_What to work on_
Each entry in the listing below should be restated word for word.

Extracted records:
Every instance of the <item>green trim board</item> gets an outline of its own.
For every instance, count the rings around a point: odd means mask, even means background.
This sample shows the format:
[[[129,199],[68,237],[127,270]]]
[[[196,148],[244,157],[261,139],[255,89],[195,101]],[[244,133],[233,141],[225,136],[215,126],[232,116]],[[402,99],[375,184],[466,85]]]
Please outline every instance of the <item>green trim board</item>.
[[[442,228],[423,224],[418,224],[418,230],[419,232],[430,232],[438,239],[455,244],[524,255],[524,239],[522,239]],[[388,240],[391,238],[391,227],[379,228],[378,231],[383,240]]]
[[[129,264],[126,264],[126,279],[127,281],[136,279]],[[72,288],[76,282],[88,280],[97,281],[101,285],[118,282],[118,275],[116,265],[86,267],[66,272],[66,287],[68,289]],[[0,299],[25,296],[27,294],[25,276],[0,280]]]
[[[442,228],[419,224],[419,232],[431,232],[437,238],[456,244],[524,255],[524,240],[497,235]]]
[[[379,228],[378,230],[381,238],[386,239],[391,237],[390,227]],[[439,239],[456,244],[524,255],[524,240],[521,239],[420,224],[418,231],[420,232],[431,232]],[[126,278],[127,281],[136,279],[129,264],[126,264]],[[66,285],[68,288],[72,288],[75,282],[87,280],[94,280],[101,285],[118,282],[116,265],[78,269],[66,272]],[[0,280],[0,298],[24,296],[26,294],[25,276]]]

_The output_
Every instance of the <item>green trim board</item> gets an outline of its own.
For every instance, count the rings around a point: odd means mask, even means background.
This sample shows the format:
[[[129,199],[68,237],[127,270]]]
[[[196,148],[244,157],[261,139],[255,89],[195,101]],[[244,133],[233,141],[225,136],[215,126],[232,116]],[[402,99],[375,184],[466,85]]]
Please outline every instance of the <item>green trim board</item>.
[[[442,228],[423,224],[418,224],[418,230],[419,232],[430,232],[438,239],[455,244],[524,255],[524,239],[522,239]],[[388,240],[391,238],[391,227],[379,228],[378,231],[383,240]]]
[[[129,264],[126,264],[126,279],[127,281],[136,279]],[[72,288],[76,282],[88,280],[97,281],[101,285],[118,282],[118,275],[116,265],[86,267],[66,272],[66,287],[68,289]],[[0,299],[25,296],[27,294],[25,276],[0,280]]]
[[[442,228],[419,224],[419,232],[431,232],[437,238],[456,244],[524,255],[524,240],[497,235]]]
[[[379,228],[378,230],[381,238],[386,239],[391,237],[390,227]],[[439,239],[456,244],[524,255],[524,240],[521,239],[420,224],[418,231],[420,232],[431,232]],[[126,278],[127,281],[136,279],[129,264],[126,264]],[[66,285],[68,288],[72,288],[75,282],[87,280],[94,280],[101,285],[118,282],[116,265],[78,269],[66,272]],[[0,280],[0,298],[24,296],[26,294],[25,276]]]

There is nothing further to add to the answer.